> _Teks Bacaan_:
%%
(Badak Sumatera. Source: http://www.takepart.com) |
“Badak Sumatera masih bisa diselamatkan di alam, tetapi kita harus mengamankan zona-zona perlindungan yang akan membutuhkan investasi signifikan dalam menambahkan aparat penegak hukum,”
- Wulan Pusparini
Untuk pertama kalinya, para ilmuwan berhasil menggunakan teknik survei populasi yang lebih canggih dalam mengidentifikasi zona perlindungan hutan, yang fungsinya tidak tergantikan untuk menyelamatkan badak Sumatera yang berada diambang kepunahan. Penelitian ini mengidentifikasi bahwa populasi badak yang sedikit dan tersebar harus dikonsolidasikan agar populasinya dapat bertahan.
Sebuah publikasi ilmiah dari Wildlife Conservation Society (WCS) dan University of Massachusetts - Amherst (UMass) telah memberi secercah harap bagi penyelamatkan Badak Sumatera yang tersisa.
Penelitian terbaru itu menggunakan teknik survey populasi yang lebih canggih untuk mengidentifikasi petak-petak kecil dari hutan yang penting bagi perlindungan intensif populasi badak Sumatera yang tersisa.
Hasil penelitian yang dipublikasikan di jurnal akses terbuka, Public Library of Science (PLoS) ONE pada edisi 16 September 2015 menyajikan data yang sangat penting untuk mendukung upaya mencegah kepunahan badak Sumatera.
Penelitian dengan judul “Badak di Taman Nasional: Sebuah Survei Pulau dari Populasi Liar Terakhir Badak Sumatera,” yang terbit di PLOS ONE, ditulis oleh Wulan Pusparini dari WCS dan Paul R. Sievert, Todd K. Fuller, dan Timothy O. Randhir dari ECo – UMass Amherst serta Noviar Andayani dari WCS.
Penelitian itu telah menghasilkan informasi yang sangat dibutuhkan mengenai di mana saja distribusi badak yang tersisa. Penelitian dengan permodelan habitat yang eksplisit secara spasial itu menggunakan data tanda keberadaan badak yang dikumpulkan dalam tiga wilayah yang diduga menjadi tempat tinggalnya. Sementara luas area yang disurvey luasnya lebih dari 3 juta hektar.
Hasilnya, diperkirakan badak hanya menempati 237.100 hektar di bentang alam Leuser, 63.400 hektar di Taman Nasional Way Kambas dan 82.000 hektar di Taman Nasional Bukit Barisan Selatan. Totalnya mereka hanya menghuni 13% dari total area yang disurvei.
%%
> _Daftar Soal_:
A. Menurut teks tentang badak Sumatera, berapa persen dari total area yang disurvei yang dihuni badak?
B. Ulangi tanpa perubahan bagian teks tentang badak Sumatera mulai dari "(Badak Sumatera. Source: http://www.takepart.com)" sampai dengan "populasinya dapat bertahan.".

> _Baris Data_:
%%
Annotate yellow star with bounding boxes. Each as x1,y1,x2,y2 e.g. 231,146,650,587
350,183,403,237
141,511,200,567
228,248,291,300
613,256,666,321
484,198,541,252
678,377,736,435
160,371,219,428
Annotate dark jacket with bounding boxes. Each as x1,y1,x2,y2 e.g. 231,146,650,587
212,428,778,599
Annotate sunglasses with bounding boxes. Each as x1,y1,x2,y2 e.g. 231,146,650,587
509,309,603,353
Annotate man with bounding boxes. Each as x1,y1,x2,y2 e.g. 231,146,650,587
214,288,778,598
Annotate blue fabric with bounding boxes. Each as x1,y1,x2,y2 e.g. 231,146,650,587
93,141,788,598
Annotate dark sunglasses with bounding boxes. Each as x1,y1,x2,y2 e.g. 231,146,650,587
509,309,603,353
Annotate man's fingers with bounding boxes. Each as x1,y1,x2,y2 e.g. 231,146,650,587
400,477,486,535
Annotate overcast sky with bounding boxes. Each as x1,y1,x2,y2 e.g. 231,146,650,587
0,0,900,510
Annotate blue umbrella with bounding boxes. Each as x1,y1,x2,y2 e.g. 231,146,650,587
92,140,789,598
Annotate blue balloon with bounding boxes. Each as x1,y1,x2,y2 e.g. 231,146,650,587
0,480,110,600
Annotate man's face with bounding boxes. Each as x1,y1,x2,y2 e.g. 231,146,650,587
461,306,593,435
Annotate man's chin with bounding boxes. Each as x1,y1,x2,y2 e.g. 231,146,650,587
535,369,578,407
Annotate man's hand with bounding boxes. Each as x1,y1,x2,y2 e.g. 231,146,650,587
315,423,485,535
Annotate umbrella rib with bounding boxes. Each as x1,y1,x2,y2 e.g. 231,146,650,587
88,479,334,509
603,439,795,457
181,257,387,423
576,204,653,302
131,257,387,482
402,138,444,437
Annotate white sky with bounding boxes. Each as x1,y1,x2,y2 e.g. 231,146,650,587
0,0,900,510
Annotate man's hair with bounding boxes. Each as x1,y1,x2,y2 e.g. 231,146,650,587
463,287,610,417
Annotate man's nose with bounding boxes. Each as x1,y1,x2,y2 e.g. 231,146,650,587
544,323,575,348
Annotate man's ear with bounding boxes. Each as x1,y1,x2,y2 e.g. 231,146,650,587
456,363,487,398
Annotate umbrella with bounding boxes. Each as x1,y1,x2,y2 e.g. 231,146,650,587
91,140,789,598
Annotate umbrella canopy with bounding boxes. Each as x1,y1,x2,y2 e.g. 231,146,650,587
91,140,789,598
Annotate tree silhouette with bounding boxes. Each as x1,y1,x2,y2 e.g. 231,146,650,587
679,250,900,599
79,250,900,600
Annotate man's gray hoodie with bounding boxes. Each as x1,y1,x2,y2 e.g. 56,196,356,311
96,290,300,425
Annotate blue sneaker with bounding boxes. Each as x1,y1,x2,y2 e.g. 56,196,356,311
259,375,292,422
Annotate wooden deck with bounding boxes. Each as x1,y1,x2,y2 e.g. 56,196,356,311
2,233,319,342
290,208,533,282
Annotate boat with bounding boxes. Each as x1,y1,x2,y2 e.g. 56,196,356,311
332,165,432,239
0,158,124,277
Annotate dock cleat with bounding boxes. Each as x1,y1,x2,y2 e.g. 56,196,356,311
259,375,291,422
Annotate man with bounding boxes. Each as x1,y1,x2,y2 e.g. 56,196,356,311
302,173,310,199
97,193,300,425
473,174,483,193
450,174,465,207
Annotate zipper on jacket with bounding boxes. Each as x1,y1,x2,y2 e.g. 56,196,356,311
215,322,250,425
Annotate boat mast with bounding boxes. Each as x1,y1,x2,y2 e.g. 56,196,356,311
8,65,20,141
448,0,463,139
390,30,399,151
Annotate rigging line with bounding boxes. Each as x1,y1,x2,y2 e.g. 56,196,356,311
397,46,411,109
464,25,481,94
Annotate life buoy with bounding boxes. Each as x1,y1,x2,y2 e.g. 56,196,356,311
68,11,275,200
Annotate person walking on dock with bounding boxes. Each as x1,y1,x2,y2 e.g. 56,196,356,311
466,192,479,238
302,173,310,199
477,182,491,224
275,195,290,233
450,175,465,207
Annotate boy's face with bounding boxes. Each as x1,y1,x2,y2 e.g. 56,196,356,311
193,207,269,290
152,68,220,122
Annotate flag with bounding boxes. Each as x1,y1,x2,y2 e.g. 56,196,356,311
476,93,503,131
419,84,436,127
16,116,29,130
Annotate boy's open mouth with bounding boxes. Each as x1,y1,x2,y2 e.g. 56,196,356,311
%%
> _Jawaban Soal_:
A. Badak hanya menghuni 13% dari total area yang disurvei.

B.
(Badak Sumatera. Source: http://www.takepart.com) |
“Badak Sumatera masih bisa diselamatkan di alam, tetapi kita harus mengamankan zona-zona perlindungan yang akan membutuhkan investasi signifikan dalam menambahkan aparat penegak hukum,”
- Wulan Pusparini
Untuk pertama kalinya, para ilmuwan berhasil menggunakan teknik survei populasi yang lebih canggih dalam mengidentifikasi zona perlindungan hutan, yang fungsinya tidak tergantikan untuk menyelamatkan badak Sumatera yang berada diambang kepunahan. Penelitian ini mengidentifikasi bahwa populasi badak yang sedikit dan tersebar harus dikonsolidasikan agar populasinya dapat bertahan.